[Stored data entries]

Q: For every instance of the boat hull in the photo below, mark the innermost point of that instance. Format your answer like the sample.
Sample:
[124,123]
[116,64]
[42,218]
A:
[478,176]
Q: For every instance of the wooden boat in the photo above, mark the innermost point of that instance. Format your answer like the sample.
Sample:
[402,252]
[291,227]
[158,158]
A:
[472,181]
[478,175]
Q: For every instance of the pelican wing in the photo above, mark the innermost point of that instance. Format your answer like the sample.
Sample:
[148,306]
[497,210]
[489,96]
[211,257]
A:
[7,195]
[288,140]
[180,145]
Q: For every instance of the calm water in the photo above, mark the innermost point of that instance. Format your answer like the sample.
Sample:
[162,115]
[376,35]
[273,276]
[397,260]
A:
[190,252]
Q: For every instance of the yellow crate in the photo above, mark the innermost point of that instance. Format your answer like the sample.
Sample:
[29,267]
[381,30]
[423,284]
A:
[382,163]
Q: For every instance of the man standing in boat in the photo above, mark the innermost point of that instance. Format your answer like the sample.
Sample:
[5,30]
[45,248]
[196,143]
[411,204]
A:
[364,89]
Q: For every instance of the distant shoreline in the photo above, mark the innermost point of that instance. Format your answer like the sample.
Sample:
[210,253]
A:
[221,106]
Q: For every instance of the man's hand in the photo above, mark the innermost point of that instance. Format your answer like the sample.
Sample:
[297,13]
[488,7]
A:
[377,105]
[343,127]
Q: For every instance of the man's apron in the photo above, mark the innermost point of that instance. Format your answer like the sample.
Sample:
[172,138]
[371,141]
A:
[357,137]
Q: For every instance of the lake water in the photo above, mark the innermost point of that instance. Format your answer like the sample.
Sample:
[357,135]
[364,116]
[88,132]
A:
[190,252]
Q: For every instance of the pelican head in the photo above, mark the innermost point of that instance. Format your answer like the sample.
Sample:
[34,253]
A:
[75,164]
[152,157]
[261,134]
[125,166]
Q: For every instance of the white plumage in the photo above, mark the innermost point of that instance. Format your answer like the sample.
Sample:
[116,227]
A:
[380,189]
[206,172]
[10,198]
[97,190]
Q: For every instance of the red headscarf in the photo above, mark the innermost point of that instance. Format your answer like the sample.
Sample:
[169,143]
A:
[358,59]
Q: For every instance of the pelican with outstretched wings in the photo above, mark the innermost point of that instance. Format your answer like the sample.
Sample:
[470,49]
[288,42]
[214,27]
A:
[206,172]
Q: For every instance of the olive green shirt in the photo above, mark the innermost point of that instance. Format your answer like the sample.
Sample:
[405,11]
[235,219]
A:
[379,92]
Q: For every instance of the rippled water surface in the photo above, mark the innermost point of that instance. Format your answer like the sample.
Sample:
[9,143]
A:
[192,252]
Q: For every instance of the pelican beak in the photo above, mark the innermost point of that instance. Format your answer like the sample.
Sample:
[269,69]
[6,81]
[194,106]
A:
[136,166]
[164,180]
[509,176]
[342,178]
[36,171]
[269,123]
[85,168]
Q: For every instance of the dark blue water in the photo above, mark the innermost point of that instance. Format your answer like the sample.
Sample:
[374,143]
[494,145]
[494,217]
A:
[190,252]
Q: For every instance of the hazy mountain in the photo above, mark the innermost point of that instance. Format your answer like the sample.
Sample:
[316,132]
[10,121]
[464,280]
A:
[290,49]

Given instruction
Write out the entries in full, exactly as given.

Exercise response
Q: For every instance of the boat hull in the photo below, mark the innermost point of that instance. Format your answer like the sample.
Sample:
[124,123]
[116,64]
[42,218]
A:
[478,176]
Q: For every instance of the wooden boat in the photo above, mark the innermost point of that instance. Format your answer like the sample.
Sample:
[402,252]
[291,227]
[158,158]
A:
[472,181]
[478,175]
Q: For every instance of the pelican wing in the photo above, mark the innermost point of that instance. Format your answer like the sample.
Sample:
[148,306]
[497,210]
[489,96]
[211,257]
A:
[7,195]
[288,140]
[180,145]
Q: For every instance of the calm water in the photo above, mark the innermost point of that instance. Format your answer like the sample.
Sample:
[162,115]
[376,35]
[273,276]
[397,260]
A:
[190,252]
Q: For every instance of the yellow crate in the photo above, mark the innermost point of that instance. Format your answer like the sample.
Sample:
[29,267]
[381,30]
[423,284]
A:
[382,163]
Q: For every instance of the man standing in boat in the photo above, mark the innermost point of that instance. Format your answer like the sample.
Sample:
[5,30]
[45,248]
[196,143]
[411,204]
A:
[364,89]
Q: For every instance of the distant shoreline in the photo above, mark the innermost point of that instance. Format your answer like the sample.
Sample:
[210,253]
A:
[221,106]
Q: For every instance of the man's hand in the photo above, mark the innermost point of that instance. Format your answer like the sample.
Sample:
[297,13]
[488,7]
A:
[377,105]
[343,127]
Q: For every instance of the man's apron in the photo above, mark the innermost point of that instance. Format your answer like the sample.
Sample:
[172,138]
[371,141]
A:
[357,137]
Q: For every instance of the lake water in the photo above, mark the innermost point of that instance. Format your answer like the sample.
Sample:
[357,135]
[364,116]
[88,132]
A:
[190,252]
Q: For every instance of the pelican head in the photo above, mark the innermost point of that instance. Format your answer like the sample.
Sample:
[34,253]
A:
[75,164]
[152,157]
[261,134]
[125,166]
Q: For every instance of the white plumage in the photo above, mark the innermost point of that instance. Format your answer like the sample.
Sample:
[116,227]
A:
[380,189]
[206,172]
[10,198]
[97,190]
Q: For every instance of the red headscarf in the photo above, mark the innermost point of that instance. Format your answer like the sample.
Sample:
[169,143]
A:
[358,59]
Q: For every instance of the pelican with outstretched wings in the photo above, mark the innermost point of that instance. Format your answer like the sample.
Sample:
[470,49]
[288,42]
[214,27]
A:
[206,172]
Q: For every instance of the olive green shirt in the photo above, mark the innermost point of that instance. Format your answer like the sample.
Sample:
[405,11]
[235,219]
A:
[379,92]
Q: For every instance of the rippled water surface in the photo above, mark the innermost point of that instance. Format your answer like the sample.
Sample:
[9,143]
A:
[192,252]
Q: For every instance of the pelican beak in the photo above, mark the innermost point of that instance. Format your answer like the sample.
Sample:
[269,69]
[6,81]
[194,106]
A:
[136,166]
[164,180]
[509,176]
[342,178]
[36,171]
[269,123]
[85,168]
Q: For every instance of the dark blue water in the photo above, mark the innermost point of that instance. Format your answer like the sample.
Sample:
[374,143]
[494,145]
[494,217]
A:
[190,252]
Q: For every instance of the hazy mountain in the photo above, mark the innermost point of that instance. Format your answer like the sample.
Sample:
[316,132]
[10,121]
[464,280]
A:
[290,49]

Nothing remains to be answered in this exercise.